TASK MATERIAL:
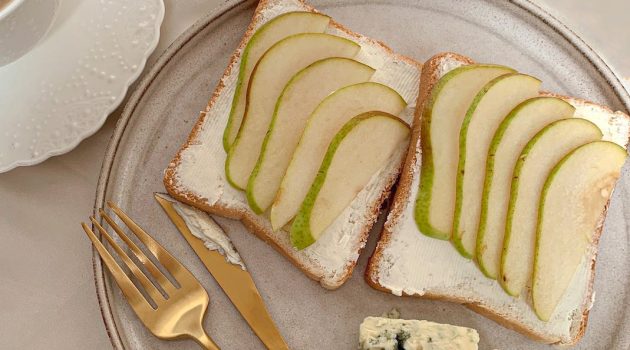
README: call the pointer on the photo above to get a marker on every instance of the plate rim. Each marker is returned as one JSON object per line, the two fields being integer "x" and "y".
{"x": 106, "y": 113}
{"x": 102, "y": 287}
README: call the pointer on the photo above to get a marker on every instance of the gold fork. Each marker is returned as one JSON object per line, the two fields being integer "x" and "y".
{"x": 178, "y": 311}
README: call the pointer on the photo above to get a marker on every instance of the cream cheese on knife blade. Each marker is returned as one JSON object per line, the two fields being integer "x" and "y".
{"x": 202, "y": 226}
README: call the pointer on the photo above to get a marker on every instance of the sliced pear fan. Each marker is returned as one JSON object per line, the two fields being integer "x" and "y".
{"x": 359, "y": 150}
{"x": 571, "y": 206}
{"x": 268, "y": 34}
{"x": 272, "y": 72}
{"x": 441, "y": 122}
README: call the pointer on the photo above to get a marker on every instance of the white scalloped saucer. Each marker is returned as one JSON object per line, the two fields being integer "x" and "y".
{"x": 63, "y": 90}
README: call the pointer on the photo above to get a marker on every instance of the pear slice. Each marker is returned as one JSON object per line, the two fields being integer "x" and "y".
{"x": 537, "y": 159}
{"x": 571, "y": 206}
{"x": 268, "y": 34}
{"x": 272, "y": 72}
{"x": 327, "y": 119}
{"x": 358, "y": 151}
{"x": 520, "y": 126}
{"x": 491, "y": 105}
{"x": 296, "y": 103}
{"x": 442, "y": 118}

EXERCISE DIRECTIONS: Copy, exactly as written, the lines above, beginning with the one that contains "of the sliced" and ending with the last.

RESPONSE BOX:
README: call the pointer on the photo above to get a marker on every instance of the sliced pear fan. Each marker is returned as one JSON object per line, the two fields being integer "x" and "y".
{"x": 359, "y": 150}
{"x": 571, "y": 206}
{"x": 268, "y": 34}
{"x": 272, "y": 72}
{"x": 441, "y": 122}
README: call the pointer on the photo above to get a marker on every instance of the white scalloped saucer. Each marker is returned as one JSON object per line, the two fields being integer "x" and "y".
{"x": 63, "y": 90}
README: call the pointer on the photo above to get a marker on every instance of the pear slice. Each marker is returned as one JSON object per line, the two fields being integer "x" and "y".
{"x": 537, "y": 159}
{"x": 571, "y": 206}
{"x": 268, "y": 34}
{"x": 272, "y": 72}
{"x": 327, "y": 119}
{"x": 358, "y": 151}
{"x": 520, "y": 126}
{"x": 491, "y": 105}
{"x": 296, "y": 103}
{"x": 442, "y": 118}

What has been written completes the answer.